§ Set task 1
Reproduce, word for word, the portion of the article on Jim Jordan's bid for speaker that runs from "That Jordan could" to "any moderate Republican.".

Do GOP ‘Moderates’ Have the Stomach to Block Jim Jordan?

Photo Illustration by Kelly Caminero / The Daily Beast / Getty
Photo Illustration by Kelly Caminero / The Daily Beast / Getty

On Friday, after 55 House Republicans said they would refuse to vote for Rep. Jim Jordan (R-OH) on the House floor, his path to the speakership looked impossible. But just a few days later, with a vote scheduled for Tuesday afternoon and opposition vanishing, his rule seemed inevitable.

Almost.

Jordan still had a handful of GOP votes to flip as of late Monday night. But the fact that the archconservative Ohio Republican—dubbed a “legislative terrorist” by a GOP speaker not even 10 years ago—was now on the brink of assuming the most powerful office in the U.S. Capitol, stands testament to the House GOP’s far-right transformation

That Jordan could succeed where former Speaker Kevin McCarthy and his longtime No. 2 Steve Scalise both failed is reflective of two fundamental truths in the House Republican conference: Moderates don’t have the stomach for obstructionism like conservatives, and the GOP conference writ large is much closer ideologically to Jordan than it is to any moderate Republican.

Jim Jordan Could Bully His Way to Being Speaker of the House

Indeed, the term “moderate Republican” is a bit of a misnomer in the House of Representatives today. While there may be Republicans who are willing to work with Democrats, the majority of the conference voted to overturn the 2020 election—including Jordan, McCarthy, and Scalise.

In the most high-stakes fights, the party’s moderates just aren’t as willing to use their leverage to pull Republicans back from the edge, partially because they don’t have the stomachs, and partially because they don’t have the numbers.

The bloc of GOP lawmakers opposed to Jordan for ideological, political, and personal reasons far outnumbered the eight who booted McCarthy from the speakership two weeks ago. If they wanted to, anti-Jordan members could block his path to the gavel and force the party to come up with a more agreeable candidate—potentially even a moderate Republican who could win some Democratic support.

§ Supplied data
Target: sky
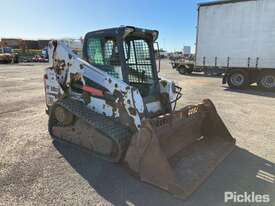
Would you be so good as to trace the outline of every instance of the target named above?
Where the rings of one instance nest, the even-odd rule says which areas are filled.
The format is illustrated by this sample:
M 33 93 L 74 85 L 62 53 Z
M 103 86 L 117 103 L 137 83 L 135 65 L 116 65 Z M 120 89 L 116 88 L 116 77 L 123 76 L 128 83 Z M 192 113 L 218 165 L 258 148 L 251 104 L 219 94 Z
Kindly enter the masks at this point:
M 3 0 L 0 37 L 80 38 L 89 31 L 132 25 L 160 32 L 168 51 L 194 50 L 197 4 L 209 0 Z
---
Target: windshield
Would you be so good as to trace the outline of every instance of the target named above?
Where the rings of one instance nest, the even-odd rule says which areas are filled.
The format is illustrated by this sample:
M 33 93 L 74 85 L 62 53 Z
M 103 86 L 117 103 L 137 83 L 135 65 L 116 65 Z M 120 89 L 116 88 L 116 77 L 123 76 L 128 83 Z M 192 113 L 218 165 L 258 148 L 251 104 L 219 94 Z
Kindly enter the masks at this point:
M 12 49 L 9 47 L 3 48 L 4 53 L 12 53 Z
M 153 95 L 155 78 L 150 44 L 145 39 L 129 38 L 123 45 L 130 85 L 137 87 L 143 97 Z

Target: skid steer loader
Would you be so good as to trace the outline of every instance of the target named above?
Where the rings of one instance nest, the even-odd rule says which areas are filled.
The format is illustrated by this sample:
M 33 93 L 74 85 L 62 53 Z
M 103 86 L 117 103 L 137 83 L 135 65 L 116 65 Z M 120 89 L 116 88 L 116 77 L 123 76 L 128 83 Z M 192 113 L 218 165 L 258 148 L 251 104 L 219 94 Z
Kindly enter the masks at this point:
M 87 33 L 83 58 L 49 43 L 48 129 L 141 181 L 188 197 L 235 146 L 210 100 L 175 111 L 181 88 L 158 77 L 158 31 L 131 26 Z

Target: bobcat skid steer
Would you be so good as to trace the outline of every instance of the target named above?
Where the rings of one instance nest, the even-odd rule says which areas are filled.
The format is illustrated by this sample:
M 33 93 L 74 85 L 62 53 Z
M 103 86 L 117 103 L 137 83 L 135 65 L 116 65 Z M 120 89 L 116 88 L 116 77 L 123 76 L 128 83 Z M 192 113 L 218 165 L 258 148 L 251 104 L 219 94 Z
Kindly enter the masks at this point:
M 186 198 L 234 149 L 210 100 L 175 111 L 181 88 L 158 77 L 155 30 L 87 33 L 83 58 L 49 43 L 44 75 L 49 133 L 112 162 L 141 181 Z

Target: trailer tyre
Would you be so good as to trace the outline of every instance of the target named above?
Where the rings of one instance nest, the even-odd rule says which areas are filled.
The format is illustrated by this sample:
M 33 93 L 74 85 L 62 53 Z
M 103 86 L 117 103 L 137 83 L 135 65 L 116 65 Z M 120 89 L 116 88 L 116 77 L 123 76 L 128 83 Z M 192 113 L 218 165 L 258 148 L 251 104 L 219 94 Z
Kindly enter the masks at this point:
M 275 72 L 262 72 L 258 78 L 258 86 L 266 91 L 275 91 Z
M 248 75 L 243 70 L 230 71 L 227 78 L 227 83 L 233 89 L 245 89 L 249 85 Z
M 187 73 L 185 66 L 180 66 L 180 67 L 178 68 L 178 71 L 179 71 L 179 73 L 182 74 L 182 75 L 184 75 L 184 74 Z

§ Set task 2
Display every line in the rows above that contains the word "steer".

§ Result 1
That Jordan could succeed where former Speaker Kevin McCarthy and his longtime No. 2 Steve Scalise both failed is reflective of two fundamental truths in the House Republican conference: Moderates don’t have the stomach for obstructionism like conservatives, and the GOP conference writ large is much closer ideologically to Jordan than it is to any moderate Republican.

§ Result 2
Target: skid steer loader
Target: bobcat skid steer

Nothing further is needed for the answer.